>> begin Raw records

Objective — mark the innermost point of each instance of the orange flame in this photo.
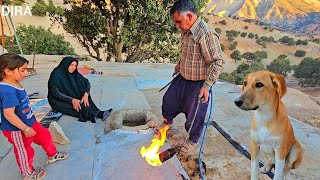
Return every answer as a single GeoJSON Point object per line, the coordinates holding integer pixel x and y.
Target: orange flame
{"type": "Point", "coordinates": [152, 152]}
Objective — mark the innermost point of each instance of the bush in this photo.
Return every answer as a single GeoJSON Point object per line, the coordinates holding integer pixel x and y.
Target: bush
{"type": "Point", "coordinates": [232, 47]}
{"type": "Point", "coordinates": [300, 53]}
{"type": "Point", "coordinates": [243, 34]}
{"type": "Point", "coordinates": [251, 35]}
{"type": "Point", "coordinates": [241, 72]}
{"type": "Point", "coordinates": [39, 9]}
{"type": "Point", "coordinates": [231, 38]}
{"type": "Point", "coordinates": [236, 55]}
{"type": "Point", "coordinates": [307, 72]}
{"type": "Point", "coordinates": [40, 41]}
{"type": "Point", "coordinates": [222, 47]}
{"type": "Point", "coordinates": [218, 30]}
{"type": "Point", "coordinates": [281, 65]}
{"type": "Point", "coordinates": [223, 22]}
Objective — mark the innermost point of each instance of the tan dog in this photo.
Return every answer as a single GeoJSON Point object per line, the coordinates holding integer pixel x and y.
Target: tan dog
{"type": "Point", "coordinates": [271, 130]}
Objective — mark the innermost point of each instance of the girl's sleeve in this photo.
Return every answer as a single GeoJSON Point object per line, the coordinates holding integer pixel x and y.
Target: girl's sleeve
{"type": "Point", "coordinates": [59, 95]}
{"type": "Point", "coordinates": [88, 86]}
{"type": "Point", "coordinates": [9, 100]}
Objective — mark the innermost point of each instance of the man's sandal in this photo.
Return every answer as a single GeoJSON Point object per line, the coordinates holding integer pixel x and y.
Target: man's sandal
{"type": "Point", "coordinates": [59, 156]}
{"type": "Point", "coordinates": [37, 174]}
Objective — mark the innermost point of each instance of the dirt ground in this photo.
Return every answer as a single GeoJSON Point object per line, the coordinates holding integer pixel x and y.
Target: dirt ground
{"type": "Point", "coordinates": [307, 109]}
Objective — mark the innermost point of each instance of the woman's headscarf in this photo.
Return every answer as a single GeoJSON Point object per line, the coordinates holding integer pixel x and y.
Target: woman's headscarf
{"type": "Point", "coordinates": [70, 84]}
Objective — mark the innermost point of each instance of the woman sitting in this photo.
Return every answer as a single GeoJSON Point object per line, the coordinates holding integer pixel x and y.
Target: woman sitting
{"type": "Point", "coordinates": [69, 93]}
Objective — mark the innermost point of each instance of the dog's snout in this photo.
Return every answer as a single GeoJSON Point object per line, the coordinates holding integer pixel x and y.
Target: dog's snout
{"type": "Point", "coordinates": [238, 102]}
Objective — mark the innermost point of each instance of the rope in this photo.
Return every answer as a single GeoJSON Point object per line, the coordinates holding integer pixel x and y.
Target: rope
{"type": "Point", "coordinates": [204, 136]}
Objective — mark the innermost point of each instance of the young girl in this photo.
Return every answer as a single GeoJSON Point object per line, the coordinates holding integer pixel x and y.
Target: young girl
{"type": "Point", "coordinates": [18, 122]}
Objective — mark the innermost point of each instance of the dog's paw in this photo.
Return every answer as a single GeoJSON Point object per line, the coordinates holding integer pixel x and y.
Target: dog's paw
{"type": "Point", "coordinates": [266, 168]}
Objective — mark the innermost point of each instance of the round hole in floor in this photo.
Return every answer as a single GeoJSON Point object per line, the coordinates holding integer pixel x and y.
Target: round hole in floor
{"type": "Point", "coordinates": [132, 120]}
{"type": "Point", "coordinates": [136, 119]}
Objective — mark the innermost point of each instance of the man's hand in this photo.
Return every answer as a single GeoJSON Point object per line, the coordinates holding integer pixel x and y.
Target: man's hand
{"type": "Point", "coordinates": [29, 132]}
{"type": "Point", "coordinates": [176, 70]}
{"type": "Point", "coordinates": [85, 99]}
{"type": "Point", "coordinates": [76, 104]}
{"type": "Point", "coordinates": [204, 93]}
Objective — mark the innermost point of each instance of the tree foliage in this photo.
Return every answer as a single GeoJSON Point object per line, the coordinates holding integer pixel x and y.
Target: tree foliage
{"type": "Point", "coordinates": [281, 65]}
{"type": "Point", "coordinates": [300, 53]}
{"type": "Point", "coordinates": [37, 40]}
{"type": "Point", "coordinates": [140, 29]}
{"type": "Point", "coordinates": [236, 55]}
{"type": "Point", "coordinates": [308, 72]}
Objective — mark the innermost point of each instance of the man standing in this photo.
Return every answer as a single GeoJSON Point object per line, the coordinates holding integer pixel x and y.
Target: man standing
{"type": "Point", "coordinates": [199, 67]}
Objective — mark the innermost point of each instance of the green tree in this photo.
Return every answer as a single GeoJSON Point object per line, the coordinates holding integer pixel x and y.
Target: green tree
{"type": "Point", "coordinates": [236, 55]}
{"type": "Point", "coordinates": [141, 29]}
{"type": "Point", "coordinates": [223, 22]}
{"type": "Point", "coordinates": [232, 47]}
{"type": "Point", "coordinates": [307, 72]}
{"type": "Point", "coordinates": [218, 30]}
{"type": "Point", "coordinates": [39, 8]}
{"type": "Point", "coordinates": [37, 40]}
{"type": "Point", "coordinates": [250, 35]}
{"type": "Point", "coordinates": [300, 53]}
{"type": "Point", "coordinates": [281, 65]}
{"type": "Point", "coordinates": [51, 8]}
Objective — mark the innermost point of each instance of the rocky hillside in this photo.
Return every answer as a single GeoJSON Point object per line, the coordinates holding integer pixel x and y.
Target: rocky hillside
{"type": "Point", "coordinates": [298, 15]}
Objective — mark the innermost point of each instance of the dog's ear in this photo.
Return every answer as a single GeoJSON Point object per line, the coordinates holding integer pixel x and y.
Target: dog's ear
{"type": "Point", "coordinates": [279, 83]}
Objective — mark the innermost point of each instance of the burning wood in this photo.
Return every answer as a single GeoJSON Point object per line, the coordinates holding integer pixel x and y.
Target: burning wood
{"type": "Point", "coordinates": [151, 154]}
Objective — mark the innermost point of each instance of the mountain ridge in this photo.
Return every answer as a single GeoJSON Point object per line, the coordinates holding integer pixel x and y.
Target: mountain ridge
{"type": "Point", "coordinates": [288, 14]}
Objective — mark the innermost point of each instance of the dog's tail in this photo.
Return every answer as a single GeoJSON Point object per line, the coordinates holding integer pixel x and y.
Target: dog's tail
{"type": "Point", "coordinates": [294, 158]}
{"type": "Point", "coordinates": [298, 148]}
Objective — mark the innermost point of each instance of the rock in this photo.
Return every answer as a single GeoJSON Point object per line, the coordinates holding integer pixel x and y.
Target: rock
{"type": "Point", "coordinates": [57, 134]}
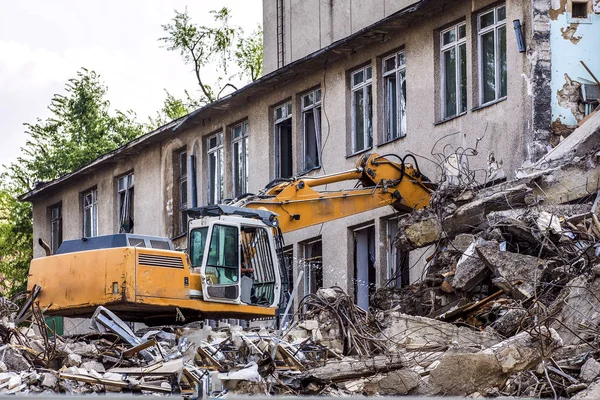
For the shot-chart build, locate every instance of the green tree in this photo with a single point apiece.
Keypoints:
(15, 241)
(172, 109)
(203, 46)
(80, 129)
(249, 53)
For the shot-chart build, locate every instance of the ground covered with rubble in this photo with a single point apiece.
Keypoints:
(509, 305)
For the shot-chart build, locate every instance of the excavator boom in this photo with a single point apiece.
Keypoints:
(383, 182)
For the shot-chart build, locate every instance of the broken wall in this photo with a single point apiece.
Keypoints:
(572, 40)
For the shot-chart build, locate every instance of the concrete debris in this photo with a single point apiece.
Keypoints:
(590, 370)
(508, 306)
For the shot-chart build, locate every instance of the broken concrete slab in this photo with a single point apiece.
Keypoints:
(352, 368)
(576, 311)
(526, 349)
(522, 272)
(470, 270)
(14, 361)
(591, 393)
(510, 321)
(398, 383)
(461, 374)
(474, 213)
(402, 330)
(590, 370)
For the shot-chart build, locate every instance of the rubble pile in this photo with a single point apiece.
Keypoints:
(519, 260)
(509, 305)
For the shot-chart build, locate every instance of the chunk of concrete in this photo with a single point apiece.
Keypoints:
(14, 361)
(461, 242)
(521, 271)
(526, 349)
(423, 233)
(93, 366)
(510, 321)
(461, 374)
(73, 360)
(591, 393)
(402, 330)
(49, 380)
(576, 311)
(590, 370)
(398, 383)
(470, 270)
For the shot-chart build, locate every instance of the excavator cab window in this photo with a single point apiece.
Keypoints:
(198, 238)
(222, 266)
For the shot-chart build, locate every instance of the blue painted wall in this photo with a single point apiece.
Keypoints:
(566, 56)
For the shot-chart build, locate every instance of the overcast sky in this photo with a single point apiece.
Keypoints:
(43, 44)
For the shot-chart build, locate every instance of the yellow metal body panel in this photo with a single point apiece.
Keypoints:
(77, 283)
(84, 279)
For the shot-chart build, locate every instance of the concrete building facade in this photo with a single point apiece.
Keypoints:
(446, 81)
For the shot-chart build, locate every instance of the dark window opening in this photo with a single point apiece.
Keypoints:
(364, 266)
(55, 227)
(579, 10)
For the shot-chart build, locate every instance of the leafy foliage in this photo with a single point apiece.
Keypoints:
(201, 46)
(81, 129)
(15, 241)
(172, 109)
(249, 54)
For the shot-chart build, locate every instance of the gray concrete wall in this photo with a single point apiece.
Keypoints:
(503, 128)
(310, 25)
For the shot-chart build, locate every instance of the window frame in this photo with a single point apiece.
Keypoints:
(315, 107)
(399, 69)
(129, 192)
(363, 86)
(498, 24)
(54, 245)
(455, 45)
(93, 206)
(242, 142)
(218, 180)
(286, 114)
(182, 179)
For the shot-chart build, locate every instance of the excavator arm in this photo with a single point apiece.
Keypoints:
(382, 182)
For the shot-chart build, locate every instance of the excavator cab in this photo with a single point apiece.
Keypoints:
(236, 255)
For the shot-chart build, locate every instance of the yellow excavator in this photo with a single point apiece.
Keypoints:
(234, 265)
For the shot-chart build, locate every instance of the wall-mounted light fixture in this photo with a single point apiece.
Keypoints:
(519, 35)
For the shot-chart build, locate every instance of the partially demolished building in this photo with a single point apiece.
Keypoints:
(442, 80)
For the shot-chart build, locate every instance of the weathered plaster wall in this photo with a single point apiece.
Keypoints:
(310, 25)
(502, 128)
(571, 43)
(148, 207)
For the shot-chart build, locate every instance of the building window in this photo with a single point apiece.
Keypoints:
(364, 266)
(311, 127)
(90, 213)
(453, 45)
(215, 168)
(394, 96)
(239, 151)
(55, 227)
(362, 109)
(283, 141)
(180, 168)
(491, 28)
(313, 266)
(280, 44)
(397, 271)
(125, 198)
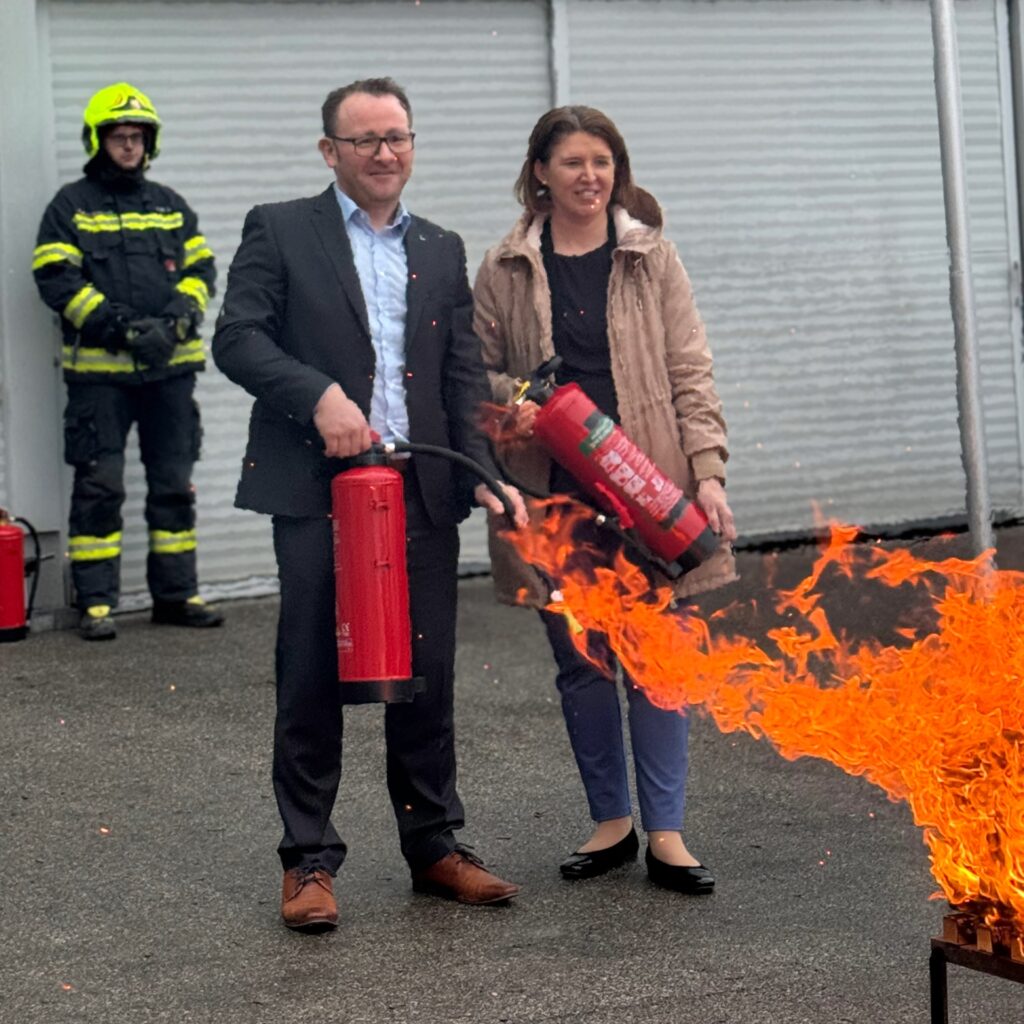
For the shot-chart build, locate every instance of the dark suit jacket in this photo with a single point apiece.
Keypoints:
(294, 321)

>> end Raw records

- Direction:
Extract the stretch of records from the line containing "For the shot-chart build, locate every instance of the weathered" through the end of the records, and repeat those lines exactly. Leave the pictures out of your answer.

- Task response:
For the shot-chart build, locate every instance of the weathered plaster wall in this photo with a single point apiece.
Keypoints:
(310, 25)
(502, 128)
(571, 43)
(148, 207)
For the shot-chart build, locate every instance of the building window in this photo with a single point apiece.
Keypoints:
(364, 266)
(311, 127)
(90, 213)
(453, 45)
(215, 168)
(394, 96)
(239, 151)
(55, 227)
(362, 109)
(283, 141)
(180, 168)
(491, 28)
(313, 266)
(280, 44)
(397, 271)
(125, 198)
For the shot-chart build, locate every instance of the dark suit jacket in this photo with a single point apiece.
Keypoints:
(294, 321)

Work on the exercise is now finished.